Set problem 1 => Please reproduce the part of the network latency text that opens with the words containing "Here, tests revealed" and closes with "latency of 150ms.", word for word.

Here, tests revealed that the sliding window algorithm caused data transfers (for background, this is what a remote storage over NFS uses) in 4Kb average payload sizes plummet from 12MBytes/s on a fast 1Gps link (8ms latency) gradually down to ~15Kbps when the link latency hit 180ms. Sliding windows can force each request to return an ACK packet for the sender prior to sending the subsequent packet on low latency links. This situation can be tested locally using the tc application on a Linux system. Here, teams can manually force a latency on a per-device basis. For example, the interface can be set to respond with a latency of 150ms.

On Kubernetes for example, you may want to deploy an application using a front-end, an app-server, and a back-end DB. The app-server and back-end DB happen to be deployed on different nodes. Even if these nodes are fast, they will induce network delays for every packet sent from the app server to the DB and back. These delays add up and will significantly degrade performance!

Data in this exercise =>

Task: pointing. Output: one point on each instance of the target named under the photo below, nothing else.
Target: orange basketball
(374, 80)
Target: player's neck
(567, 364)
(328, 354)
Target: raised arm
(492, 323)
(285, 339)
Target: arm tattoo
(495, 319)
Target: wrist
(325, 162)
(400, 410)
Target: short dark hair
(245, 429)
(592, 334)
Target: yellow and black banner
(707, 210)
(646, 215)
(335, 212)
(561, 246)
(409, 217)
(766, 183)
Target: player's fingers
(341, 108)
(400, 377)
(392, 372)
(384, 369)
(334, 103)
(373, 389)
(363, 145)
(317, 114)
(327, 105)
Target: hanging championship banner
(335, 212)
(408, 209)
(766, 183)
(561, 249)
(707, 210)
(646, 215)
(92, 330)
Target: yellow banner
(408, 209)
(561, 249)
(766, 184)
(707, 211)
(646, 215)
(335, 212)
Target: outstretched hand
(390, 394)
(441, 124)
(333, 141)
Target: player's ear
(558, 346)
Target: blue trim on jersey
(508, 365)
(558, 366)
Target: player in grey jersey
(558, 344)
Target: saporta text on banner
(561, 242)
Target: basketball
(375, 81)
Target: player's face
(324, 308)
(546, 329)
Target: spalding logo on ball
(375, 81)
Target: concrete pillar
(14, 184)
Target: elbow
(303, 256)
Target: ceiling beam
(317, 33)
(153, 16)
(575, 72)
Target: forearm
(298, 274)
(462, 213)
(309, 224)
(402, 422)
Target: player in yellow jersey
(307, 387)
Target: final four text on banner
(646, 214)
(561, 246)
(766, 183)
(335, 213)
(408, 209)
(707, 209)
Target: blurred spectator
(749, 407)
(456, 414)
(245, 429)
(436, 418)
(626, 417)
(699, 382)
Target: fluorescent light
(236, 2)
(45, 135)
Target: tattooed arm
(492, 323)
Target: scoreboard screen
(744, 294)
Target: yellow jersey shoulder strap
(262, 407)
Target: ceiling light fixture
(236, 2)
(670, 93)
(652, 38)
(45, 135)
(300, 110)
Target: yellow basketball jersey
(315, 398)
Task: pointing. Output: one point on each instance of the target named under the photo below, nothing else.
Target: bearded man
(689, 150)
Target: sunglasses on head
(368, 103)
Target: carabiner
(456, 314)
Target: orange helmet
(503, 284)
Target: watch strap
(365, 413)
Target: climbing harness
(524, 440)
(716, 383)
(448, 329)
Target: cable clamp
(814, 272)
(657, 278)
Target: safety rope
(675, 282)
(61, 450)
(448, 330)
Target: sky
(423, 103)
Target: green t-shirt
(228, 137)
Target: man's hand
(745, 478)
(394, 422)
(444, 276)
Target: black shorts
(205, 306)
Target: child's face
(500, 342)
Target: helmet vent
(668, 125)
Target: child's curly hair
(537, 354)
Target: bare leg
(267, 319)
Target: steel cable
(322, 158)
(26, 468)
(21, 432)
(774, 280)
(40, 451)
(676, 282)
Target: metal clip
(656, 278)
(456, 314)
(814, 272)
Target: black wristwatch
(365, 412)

Set problem 2 => Locate each line in the entries above that includes the string "cable" and copy all of those lines.

Response 1 =>
Here, tests revealed that the sliding window algorithm caused data transfers (for background, this is what a remote storage over NFS uses) in 4Kb average payload sizes plummet from 12MBytes/s on a fast 1Gps link (8ms latency) gradually down to ~15Kbps when the link latency hit 180ms. Sliding windows can force each request to return an ACK packet for the sender prior to sending the subsequent packet on low latency links. This situation can be tested locally using the tc application on a Linux system. Here, teams can manually force a latency on a per-device basis. For example, the interface can be set to respond with a latency of 150ms.

Response 2 =>
Target: cable clamp
Target: steel cable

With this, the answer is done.